Task requirements: Revise the part of the article on the Texas special session that opens with the words "The Texas Legislature Is" and closes with "issues this morning.", replacing every instance of "regular session" with "ordinary session".

Quoted passage:

Texas, Bathrooms, Vouchers, and Bad Legislation

http://auhouston.org/wp-content/uploads/2017/08/Texas-Capitol_0.jpghttp://auhouston.org/wp-content/uploads/2017/08/Texas-Capitol_0.jpgTexas, Bathrooms, Vouchers, and Bad Legislation

The Texas Legislature Is Meeting For A Special Session And Has A Second Chance To Pass Bad Legislation

The Texas legislature’s regular session ended just weeks ago, but lawmakers are already back in Austin for a special session. Governor Greg Abbott (R) was forced to call the special session after the state legislature failed to adopt must-pass legislation during the regular session: in a dramatic stand-off, the Senate had refused to pass key bills as retaliation for the House refusing to pass legislation that would discriminate against transgender people.

Not surprising, the governor’s agenda includes not just the must-pass bills, but also private school vouchers and bills that discriminate against transgender Texans. The legislature is holding hearings on both issues this morning.

Provided information:

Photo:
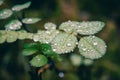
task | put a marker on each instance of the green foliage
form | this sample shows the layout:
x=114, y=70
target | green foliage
x=39, y=60
x=13, y=25
x=30, y=20
x=92, y=47
x=20, y=7
x=5, y=13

Expected answer:
The Texas Legislature Is Meeting For A Special Session And Has A Second Chance To Pass Bad Legislation

The Texas legislature’s ordinary session ended just weeks ago, but lawmakers are already back in Austin for a special session. Governor Greg Abbott (R) was forced to call the special session after the state legislature failed to adopt must-pass legislation during the ordinary session: in a dramatic stand-off, the Senate had refused to pass key bills as retaliation for the House refusing to pass legislation that would discriminate against transgender people.

Not surprising, the governor’s agenda includes not just the must-pass bills, but also private school vouchers and bills that discriminate against transgender Texans. The legislature is holding hearings on both issues this morning.